#### [WHAT TO PRODUCE]
Print all records exactly, leaving nothing out.

Dataset entries:

§ §

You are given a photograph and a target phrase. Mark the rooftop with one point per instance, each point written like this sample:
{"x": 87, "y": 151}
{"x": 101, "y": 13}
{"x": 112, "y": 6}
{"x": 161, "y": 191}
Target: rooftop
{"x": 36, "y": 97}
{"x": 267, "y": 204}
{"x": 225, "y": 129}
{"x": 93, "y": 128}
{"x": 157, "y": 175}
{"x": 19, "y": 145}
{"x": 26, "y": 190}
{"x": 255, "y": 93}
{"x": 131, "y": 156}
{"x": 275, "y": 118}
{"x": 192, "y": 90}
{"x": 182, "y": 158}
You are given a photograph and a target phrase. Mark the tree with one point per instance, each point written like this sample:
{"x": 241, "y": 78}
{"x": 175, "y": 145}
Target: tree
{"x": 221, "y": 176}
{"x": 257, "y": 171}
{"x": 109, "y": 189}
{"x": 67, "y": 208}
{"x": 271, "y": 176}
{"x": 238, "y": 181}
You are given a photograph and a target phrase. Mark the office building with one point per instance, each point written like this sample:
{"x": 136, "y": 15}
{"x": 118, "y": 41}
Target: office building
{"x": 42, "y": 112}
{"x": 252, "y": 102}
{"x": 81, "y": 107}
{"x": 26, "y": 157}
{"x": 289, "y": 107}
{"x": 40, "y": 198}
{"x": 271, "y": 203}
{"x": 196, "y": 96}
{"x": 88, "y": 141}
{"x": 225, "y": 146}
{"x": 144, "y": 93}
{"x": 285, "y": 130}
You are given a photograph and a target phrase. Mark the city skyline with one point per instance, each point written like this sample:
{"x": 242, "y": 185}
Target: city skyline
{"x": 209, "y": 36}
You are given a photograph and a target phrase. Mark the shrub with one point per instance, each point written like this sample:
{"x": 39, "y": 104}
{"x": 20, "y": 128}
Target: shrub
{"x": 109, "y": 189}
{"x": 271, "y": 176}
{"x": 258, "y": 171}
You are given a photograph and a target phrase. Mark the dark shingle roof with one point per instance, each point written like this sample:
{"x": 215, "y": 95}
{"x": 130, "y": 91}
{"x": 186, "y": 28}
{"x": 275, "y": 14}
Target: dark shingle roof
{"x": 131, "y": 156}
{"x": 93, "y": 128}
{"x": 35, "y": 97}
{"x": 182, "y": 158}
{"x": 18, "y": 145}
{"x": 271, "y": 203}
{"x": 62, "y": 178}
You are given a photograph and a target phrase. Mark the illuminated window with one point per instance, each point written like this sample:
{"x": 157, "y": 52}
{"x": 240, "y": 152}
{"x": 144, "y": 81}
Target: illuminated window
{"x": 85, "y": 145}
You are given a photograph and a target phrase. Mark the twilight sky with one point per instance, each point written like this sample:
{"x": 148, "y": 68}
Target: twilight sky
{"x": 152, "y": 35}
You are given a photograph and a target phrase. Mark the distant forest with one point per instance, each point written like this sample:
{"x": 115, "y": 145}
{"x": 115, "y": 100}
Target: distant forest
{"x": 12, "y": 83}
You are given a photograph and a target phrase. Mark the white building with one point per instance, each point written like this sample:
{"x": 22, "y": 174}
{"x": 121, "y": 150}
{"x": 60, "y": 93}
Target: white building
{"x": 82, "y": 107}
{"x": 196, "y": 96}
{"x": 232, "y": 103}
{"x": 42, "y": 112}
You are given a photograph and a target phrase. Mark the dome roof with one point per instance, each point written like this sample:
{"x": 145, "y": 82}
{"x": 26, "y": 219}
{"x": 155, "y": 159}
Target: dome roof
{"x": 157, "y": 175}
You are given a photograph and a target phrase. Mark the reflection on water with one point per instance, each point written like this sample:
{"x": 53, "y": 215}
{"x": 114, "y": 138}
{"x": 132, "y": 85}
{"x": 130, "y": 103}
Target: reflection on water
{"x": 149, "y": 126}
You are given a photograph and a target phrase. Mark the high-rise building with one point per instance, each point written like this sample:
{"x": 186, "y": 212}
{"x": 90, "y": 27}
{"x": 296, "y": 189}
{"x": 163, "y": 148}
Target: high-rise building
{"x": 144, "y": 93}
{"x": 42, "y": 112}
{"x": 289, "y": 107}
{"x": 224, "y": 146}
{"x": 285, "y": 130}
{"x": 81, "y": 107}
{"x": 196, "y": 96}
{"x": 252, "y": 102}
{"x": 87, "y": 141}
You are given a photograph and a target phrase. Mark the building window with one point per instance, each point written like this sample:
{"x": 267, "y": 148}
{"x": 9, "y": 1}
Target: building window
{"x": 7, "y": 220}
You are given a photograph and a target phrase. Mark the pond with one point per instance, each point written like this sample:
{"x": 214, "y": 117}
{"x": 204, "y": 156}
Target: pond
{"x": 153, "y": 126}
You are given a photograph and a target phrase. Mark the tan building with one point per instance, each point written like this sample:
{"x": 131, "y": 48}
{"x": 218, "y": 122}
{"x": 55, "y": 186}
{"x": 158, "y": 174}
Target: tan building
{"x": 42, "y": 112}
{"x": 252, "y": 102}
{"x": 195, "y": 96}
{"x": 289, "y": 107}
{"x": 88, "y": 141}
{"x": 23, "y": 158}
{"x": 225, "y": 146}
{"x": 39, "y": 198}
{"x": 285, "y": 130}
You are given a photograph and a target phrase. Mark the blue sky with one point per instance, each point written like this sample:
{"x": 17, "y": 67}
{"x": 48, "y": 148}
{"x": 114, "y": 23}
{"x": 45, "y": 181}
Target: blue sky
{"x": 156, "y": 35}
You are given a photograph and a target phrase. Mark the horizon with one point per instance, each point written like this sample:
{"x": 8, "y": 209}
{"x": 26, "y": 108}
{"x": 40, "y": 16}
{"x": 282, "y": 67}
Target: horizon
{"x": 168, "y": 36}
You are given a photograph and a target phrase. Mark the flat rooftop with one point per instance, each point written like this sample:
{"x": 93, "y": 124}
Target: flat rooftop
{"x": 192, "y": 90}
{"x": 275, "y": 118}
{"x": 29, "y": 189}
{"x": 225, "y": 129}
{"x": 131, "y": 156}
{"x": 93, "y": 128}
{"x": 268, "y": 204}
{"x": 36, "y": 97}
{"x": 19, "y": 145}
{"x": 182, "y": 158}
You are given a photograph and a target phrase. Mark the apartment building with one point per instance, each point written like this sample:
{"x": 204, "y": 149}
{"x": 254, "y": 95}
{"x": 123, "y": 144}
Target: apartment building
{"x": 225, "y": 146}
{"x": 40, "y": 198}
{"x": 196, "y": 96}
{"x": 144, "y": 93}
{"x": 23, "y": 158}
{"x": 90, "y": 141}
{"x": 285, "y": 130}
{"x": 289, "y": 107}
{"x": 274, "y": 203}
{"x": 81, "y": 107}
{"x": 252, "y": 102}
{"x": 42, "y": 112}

§ §

#### [SOLUTION TO THE EXERCISE]
You are given a photograph and a target phrase. Mark the rooftop with one point per instance, each point written like this sample:
{"x": 87, "y": 151}
{"x": 101, "y": 13}
{"x": 112, "y": 6}
{"x": 161, "y": 191}
Target: rooftop
{"x": 36, "y": 97}
{"x": 267, "y": 204}
{"x": 225, "y": 129}
{"x": 93, "y": 128}
{"x": 157, "y": 175}
{"x": 19, "y": 145}
{"x": 26, "y": 190}
{"x": 255, "y": 93}
{"x": 131, "y": 156}
{"x": 275, "y": 118}
{"x": 192, "y": 90}
{"x": 182, "y": 158}
You are given a photograph and a target phrase. Mark the tree with one point per instance, each point written like this sample:
{"x": 241, "y": 78}
{"x": 175, "y": 145}
Target: tree
{"x": 221, "y": 176}
{"x": 257, "y": 171}
{"x": 109, "y": 189}
{"x": 67, "y": 208}
{"x": 271, "y": 176}
{"x": 238, "y": 181}
You are given a photograph and a target phrase. Mark the office building with one point per instance, each point written like this sample:
{"x": 136, "y": 15}
{"x": 118, "y": 41}
Target: office building
{"x": 42, "y": 112}
{"x": 252, "y": 102}
{"x": 81, "y": 107}
{"x": 26, "y": 157}
{"x": 289, "y": 107}
{"x": 40, "y": 198}
{"x": 271, "y": 203}
{"x": 196, "y": 96}
{"x": 88, "y": 141}
{"x": 225, "y": 146}
{"x": 144, "y": 93}
{"x": 285, "y": 130}
You are given a photograph and a target phrase. Mark the city skyline with one point per instance, each point written like this sample:
{"x": 242, "y": 185}
Target: city skyline
{"x": 209, "y": 36}
You are given a photograph and a target phrase. Mark the shrub with one point per instance, each point written like this sample:
{"x": 39, "y": 104}
{"x": 20, "y": 128}
Target: shrub
{"x": 109, "y": 189}
{"x": 271, "y": 176}
{"x": 258, "y": 171}
You are given a photograph and a target phrase. Mark the dark shingle roof with one point per instance, each point written like this sample:
{"x": 215, "y": 95}
{"x": 130, "y": 91}
{"x": 186, "y": 28}
{"x": 275, "y": 14}
Target: dark shingle roof
{"x": 131, "y": 156}
{"x": 93, "y": 128}
{"x": 35, "y": 97}
{"x": 182, "y": 158}
{"x": 18, "y": 145}
{"x": 271, "y": 203}
{"x": 62, "y": 178}
You are given a photograph and a target phrase. Mark the illuminated window with one point per instance, each point written like this sample:
{"x": 157, "y": 52}
{"x": 240, "y": 152}
{"x": 144, "y": 81}
Target: illuminated window
{"x": 85, "y": 145}
You are given a photograph and a target phrase. Mark the twilight sky with one point per instance, each point written like this sample:
{"x": 148, "y": 68}
Target: twilight sky
{"x": 152, "y": 35}
You are given a photograph and a target phrase. Mark the distant forest with one point per instance, each point written like this sample:
{"x": 115, "y": 145}
{"x": 115, "y": 100}
Target: distant forest
{"x": 12, "y": 83}
You are given a photograph and a target phrase. Mark the white building with one point per instance, each point written like this sample:
{"x": 22, "y": 174}
{"x": 121, "y": 150}
{"x": 60, "y": 93}
Target: white building
{"x": 82, "y": 107}
{"x": 196, "y": 96}
{"x": 232, "y": 103}
{"x": 42, "y": 112}
You are given a photograph and a target phrase. Mark the dome roof with one point per instance, each point written like this sample:
{"x": 145, "y": 82}
{"x": 26, "y": 219}
{"x": 155, "y": 159}
Target: dome roof
{"x": 157, "y": 175}
You are given a photograph and a target phrase. Mark the reflection on water with one point per instance, each point written like this sample:
{"x": 53, "y": 215}
{"x": 114, "y": 138}
{"x": 132, "y": 85}
{"x": 130, "y": 103}
Target: reflection on water
{"x": 149, "y": 126}
You are given a photograph and a target phrase. Mark the high-rise building with one point per instance, each point written like this sample:
{"x": 186, "y": 212}
{"x": 90, "y": 27}
{"x": 296, "y": 189}
{"x": 163, "y": 148}
Target: high-rise building
{"x": 144, "y": 93}
{"x": 42, "y": 112}
{"x": 289, "y": 107}
{"x": 224, "y": 146}
{"x": 285, "y": 130}
{"x": 81, "y": 107}
{"x": 196, "y": 96}
{"x": 252, "y": 102}
{"x": 87, "y": 141}
You are given a photograph and a target phrase. Mark the building window with one point per instance, each point written like this sample:
{"x": 267, "y": 148}
{"x": 9, "y": 1}
Target: building window
{"x": 7, "y": 220}
You are given a photograph and a target phrase. Mark the pond with one point per instance, each point written like this sample:
{"x": 214, "y": 117}
{"x": 204, "y": 156}
Target: pond
{"x": 153, "y": 126}
You are given a photograph and a target phrase. Mark the tan building with one point per instance, each point written like this sample:
{"x": 131, "y": 48}
{"x": 218, "y": 122}
{"x": 55, "y": 186}
{"x": 158, "y": 174}
Target: tan building
{"x": 42, "y": 112}
{"x": 252, "y": 102}
{"x": 195, "y": 96}
{"x": 289, "y": 107}
{"x": 88, "y": 141}
{"x": 23, "y": 158}
{"x": 225, "y": 146}
{"x": 39, "y": 198}
{"x": 285, "y": 130}
You are given a photograph and a target phrase. Mark the blue sky with one point per instance, each point written like this sample:
{"x": 17, "y": 67}
{"x": 48, "y": 148}
{"x": 114, "y": 23}
{"x": 45, "y": 181}
Target: blue sky
{"x": 156, "y": 35}
You are given a photograph and a target phrase. Mark the horizon with one point per instance, each point written like this sample:
{"x": 8, "y": 209}
{"x": 26, "y": 108}
{"x": 40, "y": 16}
{"x": 282, "y": 67}
Target: horizon
{"x": 168, "y": 36}
You are given a photograph and a target phrase. Mark the flat rooftop with one point per instance, each point written like this sample:
{"x": 93, "y": 124}
Target: flat rooftop
{"x": 192, "y": 90}
{"x": 275, "y": 118}
{"x": 29, "y": 189}
{"x": 225, "y": 129}
{"x": 131, "y": 156}
{"x": 93, "y": 128}
{"x": 268, "y": 204}
{"x": 36, "y": 97}
{"x": 19, "y": 145}
{"x": 182, "y": 158}
You are given a photograph and a target phrase. Mark the apartment building with one point per instance, each point written like this sample:
{"x": 204, "y": 149}
{"x": 254, "y": 95}
{"x": 123, "y": 144}
Target: apartment building
{"x": 225, "y": 146}
{"x": 40, "y": 198}
{"x": 196, "y": 96}
{"x": 144, "y": 93}
{"x": 23, "y": 158}
{"x": 90, "y": 141}
{"x": 285, "y": 130}
{"x": 289, "y": 107}
{"x": 274, "y": 203}
{"x": 81, "y": 107}
{"x": 252, "y": 102}
{"x": 42, "y": 112}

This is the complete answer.